Retype the portion of the text on storage media, starting with "CD (650 - 800MB)" and going on through "(15GB) - this is single layer proposed for HDTV.".

Excerpt

--- start ---

CD (650 - 800MB) - still useful for Music, install software and some backups. Look like hanging around for a long time. I doubt we will see a Music DVD put out by the Music Industry anytime soon.
DVD (4.7GB) - at the moment this media is very cheap (sometimes cheaper than a CD). Dual density is a lot more expensive though. Still 4.7GB is a very useful size (PC and small size backups including movies) although certain companies would like to see this killed off, I personally this won't happen for some time, since there are a lot of DVD/Hard-Disk player/recorders on the market which have really started to kill off VHS recorders. You could probably start a new Slashdot article just on this alone.
HD-DVD (15GB) - this is single layer proposed for HDTV.
Blu-Ray (25GB) - this is single layer proposed for HDTV.

--- end ---

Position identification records
--- start ---

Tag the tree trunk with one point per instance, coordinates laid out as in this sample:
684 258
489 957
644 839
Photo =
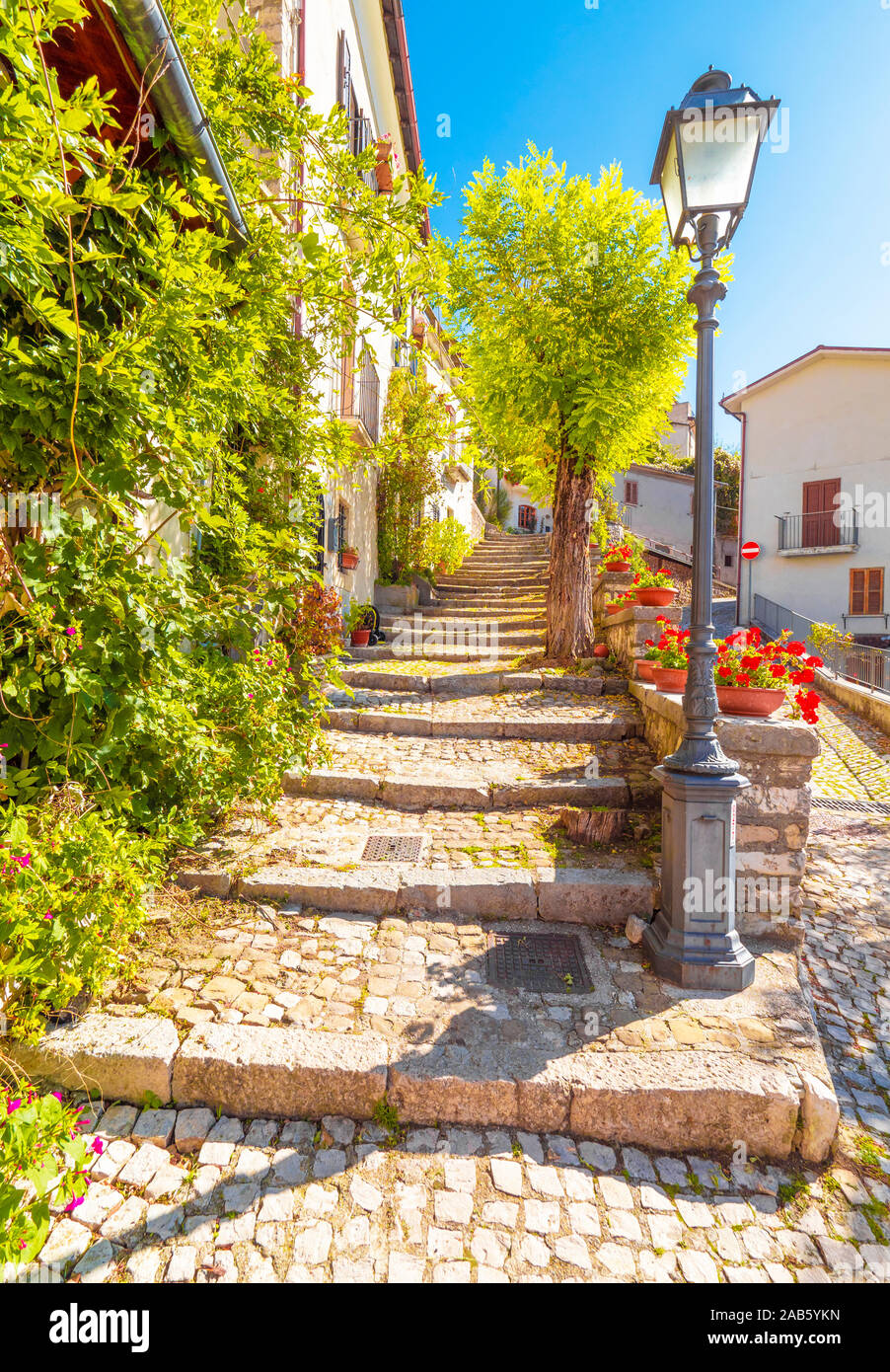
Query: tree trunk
569 609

--- end ---

Exercise response
CD (650 - 800MB) - still useful for Music, install software and some backups. Look like hanging around for a long time. I doubt we will see a Music DVD put out by the Music Industry anytime soon.
DVD (4.7GB) - at the moment this media is very cheap (sometimes cheaper than a CD). Dual density is a lot more expensive though. Still 4.7GB is a very useful size (PC and small size backups including movies) although certain companies would like to see this killed off, I personally this won't happen for some time, since there are a lot of DVD/Hard-Disk player/recorders on the market which have really started to kill off VHS recorders. You could probably start a new Slashdot article just on this alone.
HD-DVD (15GB) - this is single layer proposed for HDTV.